**To do:** Can you reproduce the stretch of records from the start through the line containing "<point>177,640</point>", both ends included, shifting every coordinate in the answer points up by 20 while leaving the requests and their sample points untouched? Leave the pictures out of your answer.

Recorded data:
▼
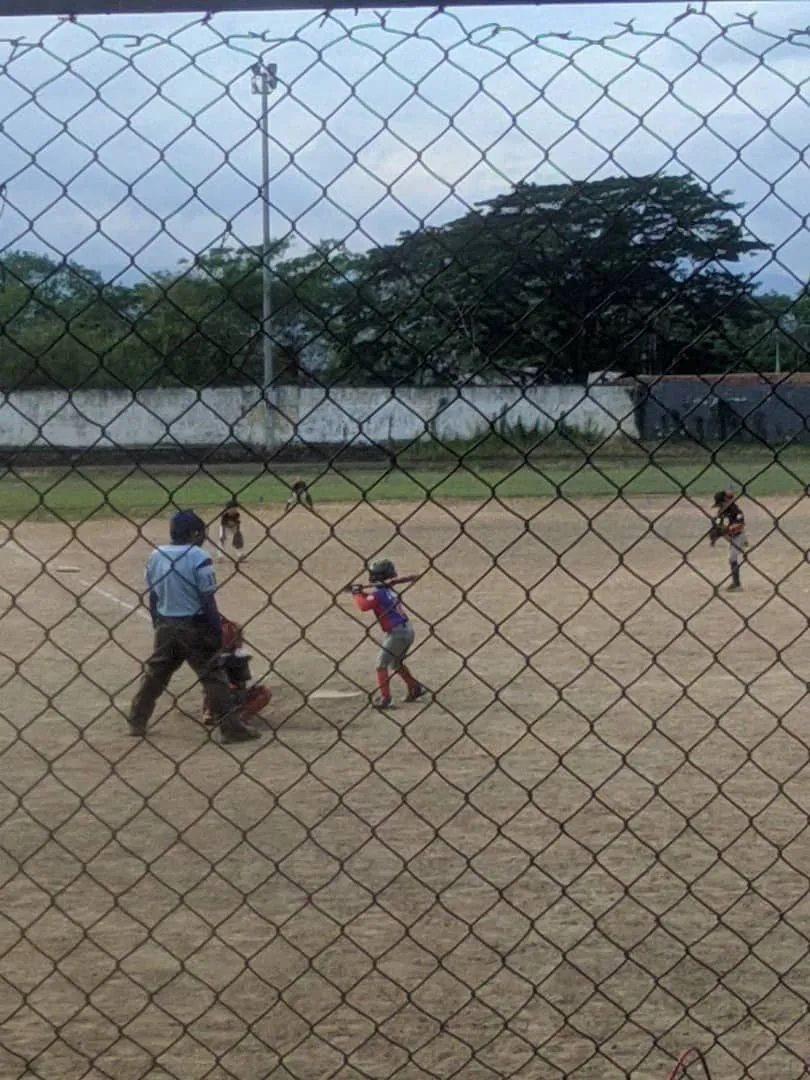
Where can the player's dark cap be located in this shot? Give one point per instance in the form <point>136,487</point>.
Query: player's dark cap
<point>185,526</point>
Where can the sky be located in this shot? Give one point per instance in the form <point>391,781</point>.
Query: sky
<point>131,143</point>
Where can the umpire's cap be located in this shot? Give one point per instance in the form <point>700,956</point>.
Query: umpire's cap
<point>185,526</point>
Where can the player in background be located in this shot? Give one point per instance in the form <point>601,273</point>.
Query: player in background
<point>299,496</point>
<point>230,529</point>
<point>188,628</point>
<point>397,629</point>
<point>729,524</point>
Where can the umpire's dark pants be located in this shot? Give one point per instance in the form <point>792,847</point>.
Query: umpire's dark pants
<point>177,640</point>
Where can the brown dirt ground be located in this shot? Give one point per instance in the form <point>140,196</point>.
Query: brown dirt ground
<point>588,851</point>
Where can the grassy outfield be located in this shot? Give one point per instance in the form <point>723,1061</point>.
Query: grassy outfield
<point>81,493</point>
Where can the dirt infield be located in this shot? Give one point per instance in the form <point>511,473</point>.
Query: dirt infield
<point>588,851</point>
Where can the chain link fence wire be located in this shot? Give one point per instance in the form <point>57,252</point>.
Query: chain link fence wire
<point>534,293</point>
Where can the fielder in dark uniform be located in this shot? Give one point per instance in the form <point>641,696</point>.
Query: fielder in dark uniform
<point>729,524</point>
<point>188,628</point>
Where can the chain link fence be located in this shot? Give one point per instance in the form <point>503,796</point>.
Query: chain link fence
<point>511,298</point>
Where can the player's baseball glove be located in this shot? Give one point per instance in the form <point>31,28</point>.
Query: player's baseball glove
<point>717,530</point>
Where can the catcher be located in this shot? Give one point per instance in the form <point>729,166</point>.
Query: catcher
<point>230,529</point>
<point>181,595</point>
<point>299,496</point>
<point>397,629</point>
<point>234,661</point>
<point>729,524</point>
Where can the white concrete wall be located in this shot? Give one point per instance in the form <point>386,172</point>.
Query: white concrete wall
<point>151,418</point>
<point>367,415</point>
<point>233,415</point>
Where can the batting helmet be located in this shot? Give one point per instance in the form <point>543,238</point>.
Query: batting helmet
<point>186,526</point>
<point>382,570</point>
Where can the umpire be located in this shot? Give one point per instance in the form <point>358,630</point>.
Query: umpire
<point>181,584</point>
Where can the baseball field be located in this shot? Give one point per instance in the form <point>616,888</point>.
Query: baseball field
<point>584,852</point>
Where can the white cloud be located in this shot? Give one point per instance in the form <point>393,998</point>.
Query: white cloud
<point>135,137</point>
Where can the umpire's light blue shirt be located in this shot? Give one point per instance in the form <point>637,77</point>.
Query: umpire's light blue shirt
<point>179,576</point>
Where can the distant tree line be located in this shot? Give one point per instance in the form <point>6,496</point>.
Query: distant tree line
<point>543,283</point>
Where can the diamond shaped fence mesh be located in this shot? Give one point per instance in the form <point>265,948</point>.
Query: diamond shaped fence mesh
<point>520,307</point>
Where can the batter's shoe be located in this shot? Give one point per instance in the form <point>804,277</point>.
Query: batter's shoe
<point>238,732</point>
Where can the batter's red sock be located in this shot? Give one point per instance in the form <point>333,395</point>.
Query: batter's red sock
<point>410,683</point>
<point>383,682</point>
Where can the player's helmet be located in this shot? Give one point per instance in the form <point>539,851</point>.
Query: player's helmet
<point>382,570</point>
<point>186,527</point>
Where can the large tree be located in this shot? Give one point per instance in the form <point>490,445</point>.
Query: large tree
<point>567,278</point>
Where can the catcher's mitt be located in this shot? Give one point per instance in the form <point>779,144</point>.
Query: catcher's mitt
<point>717,530</point>
<point>256,699</point>
<point>231,635</point>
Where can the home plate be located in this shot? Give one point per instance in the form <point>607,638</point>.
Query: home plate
<point>325,692</point>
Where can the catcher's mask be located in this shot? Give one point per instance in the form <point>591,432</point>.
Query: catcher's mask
<point>381,570</point>
<point>186,527</point>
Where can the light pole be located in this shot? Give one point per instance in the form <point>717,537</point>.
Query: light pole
<point>261,82</point>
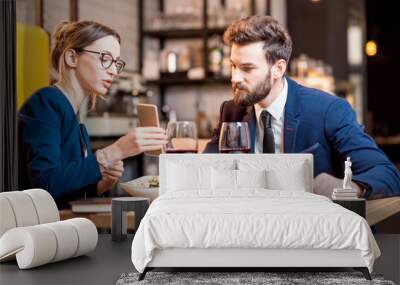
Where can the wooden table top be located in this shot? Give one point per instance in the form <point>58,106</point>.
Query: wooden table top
<point>102,221</point>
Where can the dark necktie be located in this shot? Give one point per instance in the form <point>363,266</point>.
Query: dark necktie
<point>268,139</point>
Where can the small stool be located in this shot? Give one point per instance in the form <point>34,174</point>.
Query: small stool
<point>119,208</point>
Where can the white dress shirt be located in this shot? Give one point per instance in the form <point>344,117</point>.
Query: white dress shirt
<point>277,111</point>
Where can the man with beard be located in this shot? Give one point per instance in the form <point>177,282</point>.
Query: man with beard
<point>285,117</point>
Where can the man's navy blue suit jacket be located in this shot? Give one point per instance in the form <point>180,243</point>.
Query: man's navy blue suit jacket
<point>324,125</point>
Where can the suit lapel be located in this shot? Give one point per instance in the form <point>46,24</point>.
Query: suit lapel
<point>250,118</point>
<point>291,117</point>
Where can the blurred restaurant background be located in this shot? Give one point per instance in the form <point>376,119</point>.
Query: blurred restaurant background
<point>176,59</point>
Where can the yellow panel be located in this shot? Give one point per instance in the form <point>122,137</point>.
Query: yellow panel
<point>32,60</point>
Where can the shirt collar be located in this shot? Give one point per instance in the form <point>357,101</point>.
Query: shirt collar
<point>277,107</point>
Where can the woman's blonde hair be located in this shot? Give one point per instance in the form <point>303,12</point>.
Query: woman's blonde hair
<point>75,35</point>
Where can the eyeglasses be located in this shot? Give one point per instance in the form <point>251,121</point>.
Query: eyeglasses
<point>107,59</point>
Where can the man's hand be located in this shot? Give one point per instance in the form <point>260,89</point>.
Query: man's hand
<point>110,176</point>
<point>324,184</point>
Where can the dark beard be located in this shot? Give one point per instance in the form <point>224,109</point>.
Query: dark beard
<point>244,98</point>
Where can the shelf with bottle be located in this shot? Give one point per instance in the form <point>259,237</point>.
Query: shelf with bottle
<point>182,33</point>
<point>184,64</point>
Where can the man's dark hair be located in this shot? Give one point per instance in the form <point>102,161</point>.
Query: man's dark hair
<point>277,42</point>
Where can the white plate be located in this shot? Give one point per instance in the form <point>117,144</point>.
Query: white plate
<point>139,187</point>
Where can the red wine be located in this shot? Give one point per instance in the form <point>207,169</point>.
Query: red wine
<point>235,150</point>
<point>181,150</point>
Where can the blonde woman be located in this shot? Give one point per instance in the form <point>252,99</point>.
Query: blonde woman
<point>54,147</point>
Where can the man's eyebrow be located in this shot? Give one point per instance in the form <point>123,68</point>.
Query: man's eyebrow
<point>245,64</point>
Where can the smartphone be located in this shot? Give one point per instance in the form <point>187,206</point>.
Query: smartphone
<point>148,117</point>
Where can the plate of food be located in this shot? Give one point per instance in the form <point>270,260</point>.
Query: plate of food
<point>145,186</point>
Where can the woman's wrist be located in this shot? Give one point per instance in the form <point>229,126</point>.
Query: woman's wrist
<point>109,155</point>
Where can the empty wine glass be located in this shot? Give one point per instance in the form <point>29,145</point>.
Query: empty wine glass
<point>182,137</point>
<point>234,138</point>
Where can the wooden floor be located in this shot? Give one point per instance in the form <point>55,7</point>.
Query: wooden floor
<point>381,209</point>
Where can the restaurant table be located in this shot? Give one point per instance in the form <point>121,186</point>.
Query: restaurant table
<point>104,265</point>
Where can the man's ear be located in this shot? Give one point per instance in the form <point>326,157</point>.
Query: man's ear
<point>279,69</point>
<point>71,58</point>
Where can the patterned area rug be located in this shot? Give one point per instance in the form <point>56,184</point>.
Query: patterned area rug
<point>230,278</point>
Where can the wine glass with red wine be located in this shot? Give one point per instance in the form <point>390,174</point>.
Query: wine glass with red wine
<point>182,137</point>
<point>234,138</point>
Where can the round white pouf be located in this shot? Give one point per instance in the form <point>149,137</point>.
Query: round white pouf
<point>87,235</point>
<point>46,208</point>
<point>7,218</point>
<point>66,237</point>
<point>23,208</point>
<point>34,245</point>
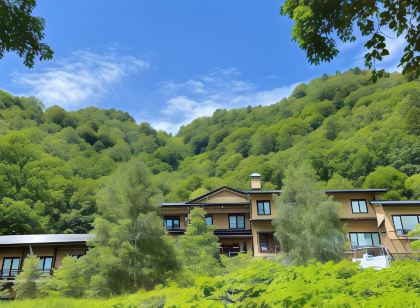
▲
**Solution to this exercise:**
Where can the player's dark cap be located in this shot? Give one point per instance in the form <point>136,487</point>.
Query: player's dark cap
<point>205,546</point>
Where can the sky be located in this shot? Give one point per instance in the form <point>391,781</point>.
Query: sky
<point>151,163</point>
Where can the umpire's cap be located in this shot? Give one point per instance in the form <point>700,956</point>.
Query: umpire's cap
<point>205,546</point>
Where can the player in background be located in this shot? Give one point per instance in the form <point>601,273</point>.
Query: player in background
<point>319,516</point>
<point>250,549</point>
<point>208,648</point>
<point>417,649</point>
<point>749,544</point>
Where can the umpire's dark pants be located in this shot? Give one point per instance in the form <point>792,847</point>.
Query: umpire's dark pants
<point>197,660</point>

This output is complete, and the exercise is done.